---------- Records for the exercise ----------
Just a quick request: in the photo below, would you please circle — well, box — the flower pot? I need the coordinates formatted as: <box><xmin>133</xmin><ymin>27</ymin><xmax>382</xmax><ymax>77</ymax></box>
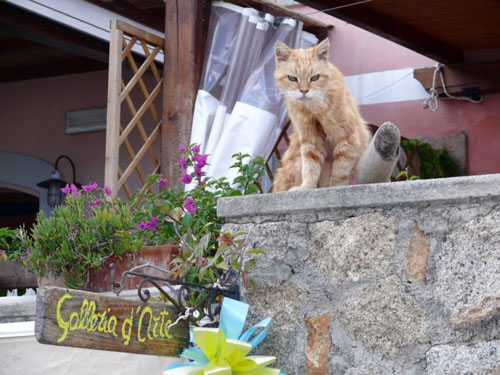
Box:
<box><xmin>37</xmin><ymin>269</ymin><xmax>66</xmax><ymax>288</ymax></box>
<box><xmin>86</xmin><ymin>243</ymin><xmax>179</xmax><ymax>293</ymax></box>
<box><xmin>0</xmin><ymin>260</ymin><xmax>38</xmax><ymax>289</ymax></box>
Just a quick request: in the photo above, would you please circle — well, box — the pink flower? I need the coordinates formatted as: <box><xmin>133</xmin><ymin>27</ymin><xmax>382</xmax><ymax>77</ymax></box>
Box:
<box><xmin>103</xmin><ymin>186</ymin><xmax>112</xmax><ymax>197</ymax></box>
<box><xmin>192</xmin><ymin>144</ymin><xmax>201</xmax><ymax>155</ymax></box>
<box><xmin>138</xmin><ymin>214</ymin><xmax>158</xmax><ymax>231</ymax></box>
<box><xmin>82</xmin><ymin>182</ymin><xmax>98</xmax><ymax>193</ymax></box>
<box><xmin>0</xmin><ymin>249</ymin><xmax>6</xmax><ymax>255</ymax></box>
<box><xmin>147</xmin><ymin>215</ymin><xmax>158</xmax><ymax>230</ymax></box>
<box><xmin>183</xmin><ymin>197</ymin><xmax>196</xmax><ymax>214</ymax></box>
<box><xmin>181</xmin><ymin>173</ymin><xmax>192</xmax><ymax>184</ymax></box>
<box><xmin>178</xmin><ymin>143</ymin><xmax>186</xmax><ymax>152</ymax></box>
<box><xmin>193</xmin><ymin>154</ymin><xmax>209</xmax><ymax>169</ymax></box>
<box><xmin>61</xmin><ymin>183</ymin><xmax>71</xmax><ymax>194</ymax></box>
<box><xmin>70</xmin><ymin>184</ymin><xmax>81</xmax><ymax>196</ymax></box>
<box><xmin>157</xmin><ymin>176</ymin><xmax>168</xmax><ymax>186</ymax></box>
<box><xmin>179</xmin><ymin>156</ymin><xmax>187</xmax><ymax>170</ymax></box>
<box><xmin>194</xmin><ymin>165</ymin><xmax>205</xmax><ymax>179</ymax></box>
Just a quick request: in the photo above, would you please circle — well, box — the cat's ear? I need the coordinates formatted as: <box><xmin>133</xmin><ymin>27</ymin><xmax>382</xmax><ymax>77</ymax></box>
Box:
<box><xmin>275</xmin><ymin>41</ymin><xmax>291</xmax><ymax>63</ymax></box>
<box><xmin>315</xmin><ymin>38</ymin><xmax>330</xmax><ymax>61</ymax></box>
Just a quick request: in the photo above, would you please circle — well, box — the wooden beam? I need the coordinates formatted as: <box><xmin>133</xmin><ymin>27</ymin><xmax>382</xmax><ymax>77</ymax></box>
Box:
<box><xmin>104</xmin><ymin>21</ymin><xmax>123</xmax><ymax>197</ymax></box>
<box><xmin>297</xmin><ymin>0</ymin><xmax>464</xmax><ymax>64</ymax></box>
<box><xmin>0</xmin><ymin>261</ymin><xmax>37</xmax><ymax>289</ymax></box>
<box><xmin>163</xmin><ymin>0</ymin><xmax>209</xmax><ymax>187</ymax></box>
<box><xmin>35</xmin><ymin>287</ymin><xmax>189</xmax><ymax>356</ymax></box>
<box><xmin>0</xmin><ymin>2</ymin><xmax>109</xmax><ymax>63</ymax></box>
<box><xmin>414</xmin><ymin>61</ymin><xmax>500</xmax><ymax>97</ymax></box>
<box><xmin>225</xmin><ymin>0</ymin><xmax>332</xmax><ymax>36</ymax></box>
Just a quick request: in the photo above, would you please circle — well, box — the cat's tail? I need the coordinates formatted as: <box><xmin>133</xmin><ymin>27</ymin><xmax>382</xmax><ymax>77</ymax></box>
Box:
<box><xmin>357</xmin><ymin>121</ymin><xmax>401</xmax><ymax>184</ymax></box>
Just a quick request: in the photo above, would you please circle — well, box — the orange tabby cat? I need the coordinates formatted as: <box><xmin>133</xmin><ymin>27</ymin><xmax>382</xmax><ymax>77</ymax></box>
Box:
<box><xmin>272</xmin><ymin>38</ymin><xmax>372</xmax><ymax>192</ymax></box>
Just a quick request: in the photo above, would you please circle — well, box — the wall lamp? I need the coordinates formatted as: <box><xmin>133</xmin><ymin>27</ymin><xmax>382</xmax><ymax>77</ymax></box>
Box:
<box><xmin>37</xmin><ymin>155</ymin><xmax>80</xmax><ymax>208</ymax></box>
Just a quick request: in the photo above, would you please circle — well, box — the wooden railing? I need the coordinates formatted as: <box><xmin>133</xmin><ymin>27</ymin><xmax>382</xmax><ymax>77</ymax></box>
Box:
<box><xmin>105</xmin><ymin>20</ymin><xmax>164</xmax><ymax>198</ymax></box>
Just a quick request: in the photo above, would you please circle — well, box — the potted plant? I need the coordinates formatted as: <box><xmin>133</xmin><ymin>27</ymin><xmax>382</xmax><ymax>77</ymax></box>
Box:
<box><xmin>16</xmin><ymin>143</ymin><xmax>265</xmax><ymax>298</ymax></box>
<box><xmin>16</xmin><ymin>183</ymin><xmax>143</xmax><ymax>289</ymax></box>
<box><xmin>0</xmin><ymin>227</ymin><xmax>37</xmax><ymax>296</ymax></box>
<box><xmin>114</xmin><ymin>144</ymin><xmax>266</xmax><ymax>320</ymax></box>
<box><xmin>130</xmin><ymin>144</ymin><xmax>265</xmax><ymax>290</ymax></box>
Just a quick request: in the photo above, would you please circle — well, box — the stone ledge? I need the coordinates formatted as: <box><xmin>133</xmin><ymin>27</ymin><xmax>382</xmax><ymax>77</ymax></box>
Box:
<box><xmin>218</xmin><ymin>174</ymin><xmax>500</xmax><ymax>219</ymax></box>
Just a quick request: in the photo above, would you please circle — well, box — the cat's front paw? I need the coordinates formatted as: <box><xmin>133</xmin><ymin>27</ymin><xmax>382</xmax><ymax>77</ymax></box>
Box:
<box><xmin>289</xmin><ymin>185</ymin><xmax>312</xmax><ymax>192</ymax></box>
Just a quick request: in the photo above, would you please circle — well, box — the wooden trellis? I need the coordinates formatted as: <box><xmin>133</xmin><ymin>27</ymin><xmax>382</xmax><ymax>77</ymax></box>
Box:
<box><xmin>105</xmin><ymin>20</ymin><xmax>164</xmax><ymax>199</ymax></box>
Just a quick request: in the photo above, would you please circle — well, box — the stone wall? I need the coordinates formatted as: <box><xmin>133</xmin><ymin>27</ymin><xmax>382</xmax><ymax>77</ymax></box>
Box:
<box><xmin>218</xmin><ymin>175</ymin><xmax>500</xmax><ymax>375</ymax></box>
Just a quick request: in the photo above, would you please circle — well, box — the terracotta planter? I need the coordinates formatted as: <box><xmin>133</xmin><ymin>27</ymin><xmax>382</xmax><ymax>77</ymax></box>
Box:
<box><xmin>0</xmin><ymin>260</ymin><xmax>38</xmax><ymax>289</ymax></box>
<box><xmin>36</xmin><ymin>244</ymin><xmax>179</xmax><ymax>292</ymax></box>
<box><xmin>37</xmin><ymin>269</ymin><xmax>66</xmax><ymax>288</ymax></box>
<box><xmin>86</xmin><ymin>243</ymin><xmax>179</xmax><ymax>292</ymax></box>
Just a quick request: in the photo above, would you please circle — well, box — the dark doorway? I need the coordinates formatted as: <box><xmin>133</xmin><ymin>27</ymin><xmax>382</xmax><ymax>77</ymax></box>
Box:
<box><xmin>0</xmin><ymin>187</ymin><xmax>39</xmax><ymax>230</ymax></box>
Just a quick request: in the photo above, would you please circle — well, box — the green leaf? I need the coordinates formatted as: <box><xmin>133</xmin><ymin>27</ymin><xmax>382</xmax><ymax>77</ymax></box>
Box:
<box><xmin>246</xmin><ymin>184</ymin><xmax>259</xmax><ymax>194</ymax></box>
<box><xmin>181</xmin><ymin>213</ymin><xmax>193</xmax><ymax>227</ymax></box>
<box><xmin>246</xmin><ymin>248</ymin><xmax>265</xmax><ymax>255</ymax></box>
<box><xmin>244</xmin><ymin>258</ymin><xmax>257</xmax><ymax>271</ymax></box>
<box><xmin>231</xmin><ymin>260</ymin><xmax>242</xmax><ymax>272</ymax></box>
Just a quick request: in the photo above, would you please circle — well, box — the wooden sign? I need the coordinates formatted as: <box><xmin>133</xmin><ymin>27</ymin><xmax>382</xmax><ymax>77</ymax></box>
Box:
<box><xmin>35</xmin><ymin>287</ymin><xmax>189</xmax><ymax>357</ymax></box>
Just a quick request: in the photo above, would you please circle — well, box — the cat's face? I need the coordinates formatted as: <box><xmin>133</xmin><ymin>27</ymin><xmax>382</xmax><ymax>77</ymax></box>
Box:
<box><xmin>274</xmin><ymin>39</ymin><xmax>332</xmax><ymax>103</ymax></box>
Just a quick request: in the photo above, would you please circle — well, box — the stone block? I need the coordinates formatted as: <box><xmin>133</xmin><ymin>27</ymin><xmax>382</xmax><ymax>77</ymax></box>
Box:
<box><xmin>434</xmin><ymin>210</ymin><xmax>500</xmax><ymax>324</ymax></box>
<box><xmin>245</xmin><ymin>282</ymin><xmax>306</xmax><ymax>374</ymax></box>
<box><xmin>404</xmin><ymin>221</ymin><xmax>430</xmax><ymax>284</ymax></box>
<box><xmin>426</xmin><ymin>340</ymin><xmax>500</xmax><ymax>375</ymax></box>
<box><xmin>338</xmin><ymin>275</ymin><xmax>430</xmax><ymax>357</ymax></box>
<box><xmin>308</xmin><ymin>213</ymin><xmax>396</xmax><ymax>283</ymax></box>
<box><xmin>305</xmin><ymin>313</ymin><xmax>331</xmax><ymax>375</ymax></box>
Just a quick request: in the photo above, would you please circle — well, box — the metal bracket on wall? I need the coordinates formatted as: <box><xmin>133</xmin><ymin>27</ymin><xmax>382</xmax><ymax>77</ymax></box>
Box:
<box><xmin>110</xmin><ymin>262</ymin><xmax>239</xmax><ymax>327</ymax></box>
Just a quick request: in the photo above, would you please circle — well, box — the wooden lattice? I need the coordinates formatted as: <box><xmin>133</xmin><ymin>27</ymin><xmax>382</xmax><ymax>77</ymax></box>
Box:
<box><xmin>105</xmin><ymin>20</ymin><xmax>164</xmax><ymax>199</ymax></box>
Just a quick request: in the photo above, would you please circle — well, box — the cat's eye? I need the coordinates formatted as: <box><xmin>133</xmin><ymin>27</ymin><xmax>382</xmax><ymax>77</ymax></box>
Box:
<box><xmin>287</xmin><ymin>75</ymin><xmax>298</xmax><ymax>82</ymax></box>
<box><xmin>310</xmin><ymin>74</ymin><xmax>320</xmax><ymax>82</ymax></box>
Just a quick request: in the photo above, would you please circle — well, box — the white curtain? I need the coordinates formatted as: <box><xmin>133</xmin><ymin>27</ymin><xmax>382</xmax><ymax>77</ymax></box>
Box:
<box><xmin>189</xmin><ymin>1</ymin><xmax>318</xmax><ymax>189</ymax></box>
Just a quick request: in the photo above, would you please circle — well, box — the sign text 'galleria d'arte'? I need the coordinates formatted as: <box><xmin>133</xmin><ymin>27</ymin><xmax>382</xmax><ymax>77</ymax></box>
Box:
<box><xmin>35</xmin><ymin>287</ymin><xmax>189</xmax><ymax>357</ymax></box>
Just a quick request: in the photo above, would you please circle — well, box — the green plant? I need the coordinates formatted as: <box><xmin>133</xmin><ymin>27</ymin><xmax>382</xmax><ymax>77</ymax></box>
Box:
<box><xmin>132</xmin><ymin>144</ymin><xmax>265</xmax><ymax>289</ymax></box>
<box><xmin>395</xmin><ymin>167</ymin><xmax>420</xmax><ymax>181</ymax></box>
<box><xmin>20</xmin><ymin>183</ymin><xmax>142</xmax><ymax>289</ymax></box>
<box><xmin>401</xmin><ymin>139</ymin><xmax>461</xmax><ymax>179</ymax></box>
<box><xmin>0</xmin><ymin>227</ymin><xmax>24</xmax><ymax>261</ymax></box>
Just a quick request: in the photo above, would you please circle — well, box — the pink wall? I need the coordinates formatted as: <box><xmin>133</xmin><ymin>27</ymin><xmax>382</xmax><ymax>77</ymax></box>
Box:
<box><xmin>0</xmin><ymin>71</ymin><xmax>108</xmax><ymax>186</ymax></box>
<box><xmin>293</xmin><ymin>5</ymin><xmax>500</xmax><ymax>175</ymax></box>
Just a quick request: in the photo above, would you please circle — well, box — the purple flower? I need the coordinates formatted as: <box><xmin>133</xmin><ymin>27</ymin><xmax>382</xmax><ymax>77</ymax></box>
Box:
<box><xmin>147</xmin><ymin>214</ymin><xmax>158</xmax><ymax>230</ymax></box>
<box><xmin>193</xmin><ymin>154</ymin><xmax>209</xmax><ymax>169</ymax></box>
<box><xmin>26</xmin><ymin>248</ymin><xmax>32</xmax><ymax>256</ymax></box>
<box><xmin>192</xmin><ymin>144</ymin><xmax>201</xmax><ymax>155</ymax></box>
<box><xmin>82</xmin><ymin>182</ymin><xmax>98</xmax><ymax>193</ymax></box>
<box><xmin>178</xmin><ymin>143</ymin><xmax>186</xmax><ymax>152</ymax></box>
<box><xmin>157</xmin><ymin>176</ymin><xmax>168</xmax><ymax>186</ymax></box>
<box><xmin>138</xmin><ymin>214</ymin><xmax>158</xmax><ymax>231</ymax></box>
<box><xmin>181</xmin><ymin>172</ymin><xmax>192</xmax><ymax>184</ymax></box>
<box><xmin>179</xmin><ymin>156</ymin><xmax>187</xmax><ymax>170</ymax></box>
<box><xmin>0</xmin><ymin>249</ymin><xmax>6</xmax><ymax>255</ymax></box>
<box><xmin>92</xmin><ymin>199</ymin><xmax>101</xmax><ymax>207</ymax></box>
<box><xmin>103</xmin><ymin>185</ymin><xmax>112</xmax><ymax>197</ymax></box>
<box><xmin>70</xmin><ymin>183</ymin><xmax>81</xmax><ymax>196</ymax></box>
<box><xmin>194</xmin><ymin>165</ymin><xmax>205</xmax><ymax>179</ymax></box>
<box><xmin>183</xmin><ymin>197</ymin><xmax>196</xmax><ymax>214</ymax></box>
<box><xmin>61</xmin><ymin>183</ymin><xmax>72</xmax><ymax>194</ymax></box>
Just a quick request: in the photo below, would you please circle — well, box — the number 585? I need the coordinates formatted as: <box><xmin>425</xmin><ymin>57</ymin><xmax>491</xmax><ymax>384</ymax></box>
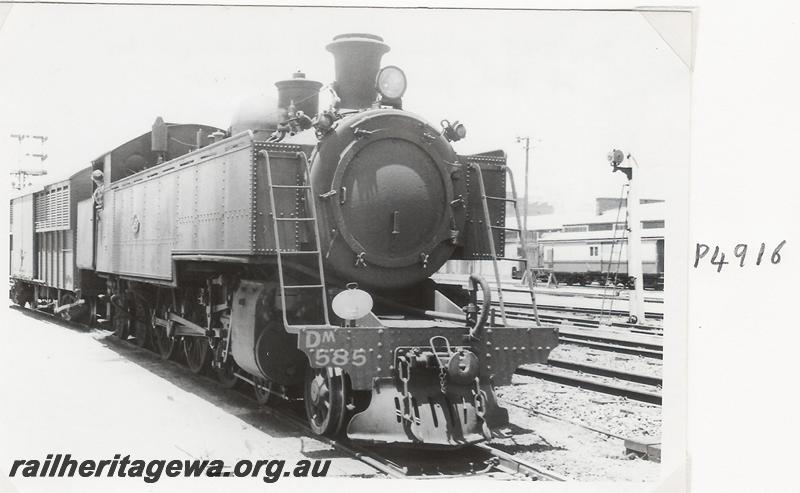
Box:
<box><xmin>313</xmin><ymin>348</ymin><xmax>367</xmax><ymax>367</ymax></box>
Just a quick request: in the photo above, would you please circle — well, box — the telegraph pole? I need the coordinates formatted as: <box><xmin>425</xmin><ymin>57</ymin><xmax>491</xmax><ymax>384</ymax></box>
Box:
<box><xmin>9</xmin><ymin>133</ymin><xmax>48</xmax><ymax>190</ymax></box>
<box><xmin>30</xmin><ymin>135</ymin><xmax>49</xmax><ymax>162</ymax></box>
<box><xmin>516</xmin><ymin>136</ymin><xmax>531</xmax><ymax>232</ymax></box>
<box><xmin>516</xmin><ymin>136</ymin><xmax>541</xmax><ymax>269</ymax></box>
<box><xmin>607</xmin><ymin>149</ymin><xmax>645</xmax><ymax>323</ymax></box>
<box><xmin>10</xmin><ymin>133</ymin><xmax>29</xmax><ymax>167</ymax></box>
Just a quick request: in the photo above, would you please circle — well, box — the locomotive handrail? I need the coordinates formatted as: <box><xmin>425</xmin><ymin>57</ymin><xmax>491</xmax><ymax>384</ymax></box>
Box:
<box><xmin>502</xmin><ymin>165</ymin><xmax>542</xmax><ymax>326</ymax></box>
<box><xmin>468</xmin><ymin>160</ymin><xmax>542</xmax><ymax>327</ymax></box>
<box><xmin>468</xmin><ymin>161</ymin><xmax>508</xmax><ymax>325</ymax></box>
<box><xmin>468</xmin><ymin>274</ymin><xmax>491</xmax><ymax>340</ymax></box>
<box><xmin>258</xmin><ymin>149</ymin><xmax>333</xmax><ymax>331</ymax></box>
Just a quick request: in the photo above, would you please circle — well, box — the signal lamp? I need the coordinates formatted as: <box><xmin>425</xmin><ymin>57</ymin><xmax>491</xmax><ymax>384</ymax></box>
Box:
<box><xmin>608</xmin><ymin>149</ymin><xmax>625</xmax><ymax>166</ymax></box>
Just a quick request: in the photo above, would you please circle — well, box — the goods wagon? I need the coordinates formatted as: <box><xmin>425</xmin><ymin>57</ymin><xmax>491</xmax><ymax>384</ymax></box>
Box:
<box><xmin>10</xmin><ymin>167</ymin><xmax>102</xmax><ymax>312</ymax></box>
----------
> About this exercise: Across all the records above, find each line with "green" in it and copy it.

> Result below:
Just a quick request: in the photo above, would you please circle — well, box — the green leaf? I need the coordinates formatted as: <box><xmin>133</xmin><ymin>27</ymin><xmax>382</xmax><ymax>77</ymax></box>
Just a quick request: in the photo above, would you please circle — well, box — the green plant? I need the coordinates formatted as: <box><xmin>133</xmin><ymin>27</ymin><xmax>382</xmax><ymax>77</ymax></box>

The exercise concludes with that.